[BEGIN Selected extract]
Published 9 May 2026 in cs.AI and cs.LG | (2605.08936v1)

Abstract: Large Reasoning Models possess remarkable capabilities for self-correction in general domain; however, they frequently struggle to recover from unsafe reasoning trajectories under adversarial attacks. Existing alignment methods attempt to mitigate this vulnerability by fine-tuning the model on expert data including reflection traces or adversarial prefixes. Crucially, these approaches are often hindered by static training data which inevitably deviate from model's dynamic, on-policy reasoning traces, resulting in model hardly covering its vast generation space and learning to recover from its own failures. To bridge this gap, we propose Self-ReSET, a pure reinforcement learning framework designed to equip LRMs with the intrinsic capacity to recover from their own safety error trajectories, which are subsequently reused as an initial state for reinforcement learning. Extensive experiments across various LRMs and benchmarks demonstrate that Self-ReSET significantly enhances robustness against adversarial attacks especially out-of-distribution (OOD) jailbreak prompts while maintaining general utility, along with efficient data utilization. Further analysis reveals that our method effectively fosters self-recovery patterns, enabling models to better identify and recover from unsafe intermediate error states back to benign paths. Our codes and data are available at https://github.com/Ing1024/Self-ReSET.
[END Selected extract]
[BEGIN Entries shown]
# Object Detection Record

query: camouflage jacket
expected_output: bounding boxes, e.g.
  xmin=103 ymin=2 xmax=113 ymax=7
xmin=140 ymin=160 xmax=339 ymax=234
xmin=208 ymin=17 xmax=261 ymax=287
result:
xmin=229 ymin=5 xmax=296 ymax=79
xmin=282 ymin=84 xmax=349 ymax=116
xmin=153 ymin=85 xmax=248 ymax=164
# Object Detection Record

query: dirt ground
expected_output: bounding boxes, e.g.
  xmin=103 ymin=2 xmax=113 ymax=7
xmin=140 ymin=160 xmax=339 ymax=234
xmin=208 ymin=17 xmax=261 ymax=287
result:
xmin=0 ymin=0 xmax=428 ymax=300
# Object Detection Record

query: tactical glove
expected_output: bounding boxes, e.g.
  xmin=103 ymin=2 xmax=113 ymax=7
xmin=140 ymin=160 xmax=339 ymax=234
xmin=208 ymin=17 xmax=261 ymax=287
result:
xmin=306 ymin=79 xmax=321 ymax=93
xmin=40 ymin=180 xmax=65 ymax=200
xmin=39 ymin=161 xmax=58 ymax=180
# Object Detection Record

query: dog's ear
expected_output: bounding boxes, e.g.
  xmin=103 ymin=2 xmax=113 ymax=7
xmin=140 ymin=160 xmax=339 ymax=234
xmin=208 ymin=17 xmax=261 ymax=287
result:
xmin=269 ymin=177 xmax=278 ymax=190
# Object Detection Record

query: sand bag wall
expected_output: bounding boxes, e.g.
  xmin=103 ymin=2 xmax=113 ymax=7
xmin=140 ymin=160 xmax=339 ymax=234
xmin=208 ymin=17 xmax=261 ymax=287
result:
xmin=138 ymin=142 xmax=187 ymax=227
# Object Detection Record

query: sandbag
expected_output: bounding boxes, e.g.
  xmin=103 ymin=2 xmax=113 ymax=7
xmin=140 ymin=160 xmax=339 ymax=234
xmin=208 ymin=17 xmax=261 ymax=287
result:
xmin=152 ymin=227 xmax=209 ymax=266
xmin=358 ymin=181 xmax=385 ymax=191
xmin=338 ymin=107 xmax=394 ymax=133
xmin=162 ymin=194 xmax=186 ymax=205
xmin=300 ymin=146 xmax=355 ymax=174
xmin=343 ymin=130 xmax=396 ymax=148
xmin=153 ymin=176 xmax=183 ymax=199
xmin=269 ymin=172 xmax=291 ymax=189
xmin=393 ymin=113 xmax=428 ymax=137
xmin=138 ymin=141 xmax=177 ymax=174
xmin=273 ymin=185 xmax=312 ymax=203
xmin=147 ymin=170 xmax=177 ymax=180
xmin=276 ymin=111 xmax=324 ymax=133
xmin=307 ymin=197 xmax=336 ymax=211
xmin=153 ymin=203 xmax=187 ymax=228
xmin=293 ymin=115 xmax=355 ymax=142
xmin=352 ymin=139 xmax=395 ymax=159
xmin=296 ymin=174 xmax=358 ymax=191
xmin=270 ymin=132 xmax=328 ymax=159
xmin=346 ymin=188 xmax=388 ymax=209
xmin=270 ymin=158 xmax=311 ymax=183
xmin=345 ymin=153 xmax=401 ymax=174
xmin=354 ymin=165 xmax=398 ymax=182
[END Entries shown]
* _Problems and tasks_:
**A)** Pull out every line in the records that contains the string "query".
**B)** Supply the next part of the Self-ReSET abstract, beginning after its final sentence.
The Self-ReSET abstract and the records are unrelated material.

* _Responses in order_:
**A)**
query: camouflage jacket
query: dirt ground
query: tactical glove
query: dog's ear
query: sand bag wall
query: sandbag

**B)**
Summary

  • The paper introduces Self-ReSET, a reinforcement learning framework that collects on-policy unsafe trajectories to drive self-recovery in large reasoning models.
  • It employs a dynamic experience replay buffer and token-level stream guard to improve adversarial robustness with enhanced recovery rates up to nearly 80%.
  • It demonstrates data efficiency and minimal utility trade-offs, enabling effective alignment against diverse and subtle unsafe reasoning states.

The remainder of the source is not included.